Material supplied
[START]

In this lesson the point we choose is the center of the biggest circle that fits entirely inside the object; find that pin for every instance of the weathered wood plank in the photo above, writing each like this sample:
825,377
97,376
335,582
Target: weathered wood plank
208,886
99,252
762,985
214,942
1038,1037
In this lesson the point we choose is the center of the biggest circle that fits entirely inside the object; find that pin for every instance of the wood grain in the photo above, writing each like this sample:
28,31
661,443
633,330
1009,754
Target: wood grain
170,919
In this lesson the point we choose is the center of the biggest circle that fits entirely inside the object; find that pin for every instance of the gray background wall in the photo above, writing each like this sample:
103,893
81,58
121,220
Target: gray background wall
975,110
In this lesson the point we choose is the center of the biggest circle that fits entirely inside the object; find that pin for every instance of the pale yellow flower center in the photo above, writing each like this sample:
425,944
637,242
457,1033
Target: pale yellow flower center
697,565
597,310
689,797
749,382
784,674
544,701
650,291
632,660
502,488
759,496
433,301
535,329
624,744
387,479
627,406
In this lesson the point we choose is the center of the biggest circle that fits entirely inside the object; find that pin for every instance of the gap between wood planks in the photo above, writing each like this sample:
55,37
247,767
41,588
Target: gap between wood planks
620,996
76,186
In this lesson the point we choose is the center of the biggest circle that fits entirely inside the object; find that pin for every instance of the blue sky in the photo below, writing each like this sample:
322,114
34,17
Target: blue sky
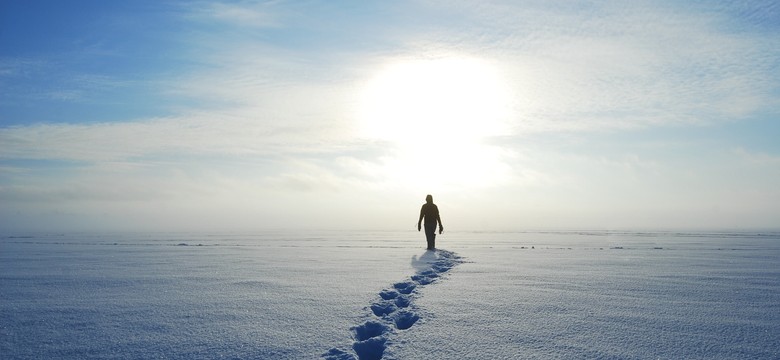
243,115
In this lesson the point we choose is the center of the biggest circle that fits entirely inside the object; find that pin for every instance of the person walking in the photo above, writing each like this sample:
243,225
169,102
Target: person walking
430,212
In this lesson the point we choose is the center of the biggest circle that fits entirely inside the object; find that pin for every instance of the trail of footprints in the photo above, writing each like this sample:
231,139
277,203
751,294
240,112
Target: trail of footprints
394,310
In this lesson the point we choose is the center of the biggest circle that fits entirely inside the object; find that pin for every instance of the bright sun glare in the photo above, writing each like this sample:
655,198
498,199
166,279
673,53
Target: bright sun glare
436,114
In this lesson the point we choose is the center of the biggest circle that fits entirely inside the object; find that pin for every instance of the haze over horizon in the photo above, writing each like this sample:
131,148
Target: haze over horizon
244,115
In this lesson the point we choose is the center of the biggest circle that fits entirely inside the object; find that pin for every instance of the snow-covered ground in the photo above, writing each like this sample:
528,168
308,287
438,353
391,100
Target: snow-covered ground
350,295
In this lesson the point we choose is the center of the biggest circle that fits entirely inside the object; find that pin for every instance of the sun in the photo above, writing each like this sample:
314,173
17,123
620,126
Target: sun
436,115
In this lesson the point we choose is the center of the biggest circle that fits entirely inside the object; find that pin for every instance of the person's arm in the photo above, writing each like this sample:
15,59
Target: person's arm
422,214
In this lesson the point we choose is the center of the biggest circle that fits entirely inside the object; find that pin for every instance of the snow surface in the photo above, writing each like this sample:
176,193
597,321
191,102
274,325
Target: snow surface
361,295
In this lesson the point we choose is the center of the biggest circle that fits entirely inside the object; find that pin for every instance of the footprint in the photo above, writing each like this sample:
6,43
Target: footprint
395,310
370,329
370,349
383,308
388,294
338,354
405,287
404,319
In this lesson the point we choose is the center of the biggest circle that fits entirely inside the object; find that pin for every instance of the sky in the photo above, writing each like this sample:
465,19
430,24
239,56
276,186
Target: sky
514,115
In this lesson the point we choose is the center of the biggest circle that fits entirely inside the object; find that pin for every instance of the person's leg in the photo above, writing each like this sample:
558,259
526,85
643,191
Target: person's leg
430,235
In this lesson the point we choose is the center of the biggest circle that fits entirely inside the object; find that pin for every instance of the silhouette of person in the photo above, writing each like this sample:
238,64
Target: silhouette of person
430,212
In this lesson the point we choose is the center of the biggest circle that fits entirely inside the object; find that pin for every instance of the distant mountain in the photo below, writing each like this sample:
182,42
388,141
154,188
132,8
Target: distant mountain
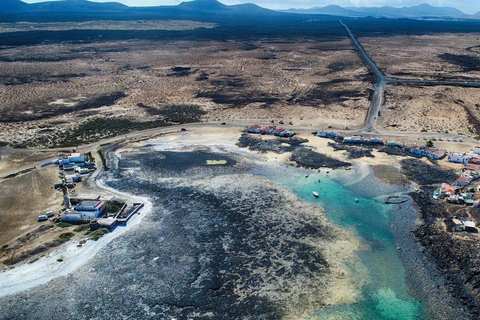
422,10
333,10
12,6
214,6
202,5
197,7
61,6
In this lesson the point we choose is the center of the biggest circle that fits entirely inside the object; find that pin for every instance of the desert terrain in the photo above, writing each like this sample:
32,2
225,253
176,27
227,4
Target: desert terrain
56,94
433,109
444,56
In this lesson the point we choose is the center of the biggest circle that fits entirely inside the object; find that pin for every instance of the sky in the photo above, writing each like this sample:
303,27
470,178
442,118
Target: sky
467,6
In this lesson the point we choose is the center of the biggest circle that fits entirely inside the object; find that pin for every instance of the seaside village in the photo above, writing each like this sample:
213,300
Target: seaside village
99,212
465,190
106,212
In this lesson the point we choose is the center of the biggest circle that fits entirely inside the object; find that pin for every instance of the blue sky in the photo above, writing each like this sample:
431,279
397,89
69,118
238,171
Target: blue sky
467,6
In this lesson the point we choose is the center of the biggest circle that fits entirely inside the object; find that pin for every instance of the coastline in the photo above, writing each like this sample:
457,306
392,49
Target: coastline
30,275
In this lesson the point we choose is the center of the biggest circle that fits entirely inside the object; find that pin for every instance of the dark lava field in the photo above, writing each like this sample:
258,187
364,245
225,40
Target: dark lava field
221,244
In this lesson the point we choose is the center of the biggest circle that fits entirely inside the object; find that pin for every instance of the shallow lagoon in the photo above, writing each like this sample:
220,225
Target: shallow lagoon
384,295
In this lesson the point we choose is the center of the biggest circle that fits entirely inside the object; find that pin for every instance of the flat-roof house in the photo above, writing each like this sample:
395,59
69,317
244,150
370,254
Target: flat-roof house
254,129
446,188
470,226
462,181
91,208
457,225
460,157
72,216
431,153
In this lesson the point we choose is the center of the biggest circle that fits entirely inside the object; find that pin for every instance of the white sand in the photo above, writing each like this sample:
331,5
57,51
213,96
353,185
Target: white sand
47,268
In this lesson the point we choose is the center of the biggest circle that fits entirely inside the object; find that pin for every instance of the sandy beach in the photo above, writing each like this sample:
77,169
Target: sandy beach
29,275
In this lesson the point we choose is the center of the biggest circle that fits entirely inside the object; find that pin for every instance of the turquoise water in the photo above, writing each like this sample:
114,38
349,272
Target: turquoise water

[END]

Exercise brief
Print all the records again exactly; do not include any picture.

Answer to the exercise
In this lesson the point we choose is the center of the biggest circle that fits entirely inside the object; find that pin for every instance of the weathered wood plank in the photo above, writing each like this sample:
825,377
97,376
335,582
Target: weathered wood plank
208,886
99,252
762,985
214,942
1038,1037
In this lesson the point we choose is the center of the biggest circle that fits entirely inside the object; find that pin for every instance of the wood grain in the photo above, writing each like this sample:
28,31
661,443
633,330
1009,754
Target: wood grain
170,919
In this lesson the point we choose is the center of the biggest circle that fits entirely inside the object; find that pin for every instance of the gray background wall in the photo above, writing each like this sample:
103,893
81,58
121,220
Target: gray background wall
975,110
In this lesson the point we choose is the center of the biggest circle that fits entirely inside the object; find that pin for every instance of the pale yellow flower center in the photo above, writing each like this sample:
425,944
637,242
457,1033
Target: pale yellow flower center
697,565
597,310
689,797
749,382
784,674
544,701
650,291
632,660
502,488
759,496
433,301
535,329
624,744
387,479
627,406
In this lesson the point we choose is the center of the biggest circle that fits entirely inside the object; find that pin for every instance of the gap between wood planks in the photo above, writing each like this sample:
55,37
247,767
41,588
Target: gap between wood planks
620,996
76,186
In this lesson the point we choose is the center of the biggest circle that fits entirely inside the object; find that pin for every instance of the blue sky in the photo below, writing each like this sample:
322,114
34,17
Target: blue sky
243,115
In this lesson the point we choose is the center of the biggest circle that fits entirely inside the object; find that pin for every instance of the person walking in the photo above, writing each like this sample:
243,225
169,102
Target: person walking
430,212
In this lesson the point we choose is the center of the biggest circle that fits entirely inside the object; find that pin for every instance of the trail of footprints in the photo above, writing each like this sample:
231,139
277,203
751,294
240,112
Target: trail of footprints
394,310
In this lesson the point we choose is the center of the biggest circle that fits entirely inside the object; find that pin for every instance of the bright sun glare in the photo above, writing each like this sample:
655,198
498,199
166,279
673,53
Target: bright sun glare
436,114
In this lesson the point we choose is the center of the biggest circle that fits entirely inside the object; find that pin for every instance of the haze over horizon in the photo above, writing each like this sample:
131,148
Target: haze over horizon
244,115
In this lesson the point we choose is the center of the biggest circle that fits entirely inside the object; find that pin for every instance of the snow-covered ground in the photo above, writing each like this sample:
528,168
308,287
438,353
391,100
Target: snow-covered ground
350,295
In this lesson the point we choose is the center of the biggest circle that fits entirely inside the object; find that pin for every instance of the sun in the photo above, writing each like this sample:
314,173
17,123
620,126
Target: sun
436,115
In this lesson the point we choose is the center of the biggest circle that fits entirely inside the object; find that pin for every instance of the person's arm in the photo above, writing each like this sample:
15,59
Target: person's arm
422,214
In this lesson the point we choose is the center of the biggest circle that fits entirely inside the object; find that pin for every instance of the snow surface in the photo above, writing each like this sample:
176,193
597,321
191,102
274,325
Target: snow surface
361,295
In this lesson the point we choose is the center of the biggest circle that fits entirely inside the object; find that pin for every instance of the footprint in the photo above, writing each like this sample:
6,43
Target: footprint
395,310
370,329
370,349
383,308
388,294
338,354
405,287
404,319
In this lesson the point we choose is the center of the biggest circle that fits entirely inside the object; find that pin for every instance of the sky in the photo above, writing each like this sample:
465,19
430,24
239,56
276,186
Target: sky
514,115
In this lesson the point we choose is the center of the biggest circle that fits entirely inside the object; find that pin for every instance of the person's leg in the photo above, writing each like this sample:
558,259
526,85
643,191
Target: person's leg
430,235
In this lesson the point we choose is the center of the biggest circle that fits entirely inside the object; find that pin for every instance of the silhouette of person in the photo above, writing each like this sample:
238,64
Target: silhouette of person
430,212
In this lesson the point we choose is the center of the biggest circle that fits entirely inside the object; find that pin for every instance of the distant mountain in the photo below, writing each like this sample:
182,42
388,141
154,188
132,8
Target: distant mountain
422,10
333,10
12,6
214,6
202,5
197,7
61,6
In this lesson the point we choose is the center of the biggest circle that fits entirely inside the object; find that pin for every instance of the desert terrain in the photo above, writing each like this sample:
32,2
225,253
176,27
227,4
Target: desert terrain
56,94
433,109
444,56
In this lesson the point we choose is the center of the biggest circle that fits entirely inside the object; find that pin for every instance of the sky in the photo above, writing each like this sample:
303,27
470,178
442,118
Target: sky
467,6
In this lesson the point we choose is the center of the biggest circle that fits entirely inside the object; find that pin for every instance of the seaside village in the photo above, writing each like this sample:
213,300
Target: seaside village
99,212
465,190
106,212
In this lesson the point we choose is the center of the biggest circle that fits entirely inside the object; find that pin for every instance of the blue sky in the photo above, writing each like this sample:
431,279
397,89
69,118
238,171
Target: blue sky
467,6
In this lesson the point we choose is the center of the biggest circle that fits entirely inside the object; find that pin for every instance of the coastline in the photo above, writing each like this sample:
457,306
392,49
Target: coastline
30,275
In this lesson the point we choose is the center of the biggest circle that fits entirely inside the object; find that pin for every instance of the dark lava field in the photo above, writing each like this sample:
258,187
364,245
225,40
Target: dark lava field
221,244
In this lesson the point we choose is the center of the biggest circle that fits entirely inside the object; find that pin for every instance of the shallow lagoon in the photo above, writing each like this sample:
220,225
Target: shallow lagoon
384,295
In this lesson the point we choose is the center of the biggest circle that fits entirely inside the object; find that pin for every instance of the flat-roof house in the photo above, writing each like this sample:
395,59
69,317
244,150
370,254
Target: flat-roof house
254,129
446,188
470,226
462,181
91,208
457,225
460,157
72,216
431,153
In this lesson the point we choose is the center of the biggest circle that fits entirely inside the object; find that pin for every instance of the white sand in the photo above, writing each like this sample:
331,5
57,51
213,96
353,185
Target: white sand
47,268
In this lesson the point we choose is the center of the biggest circle that fits entirely inside the object; find that pin for every instance of the sandy beach in the photo above, writing each like this sample:
77,169
Target: sandy beach
29,275
In this lesson the point we choose is the center of the biggest circle that fits entirely inside the object; find that pin for every instance of the turquoise water in the photo above, writing each like this sample:
114,38
349,272
Target: turquoise water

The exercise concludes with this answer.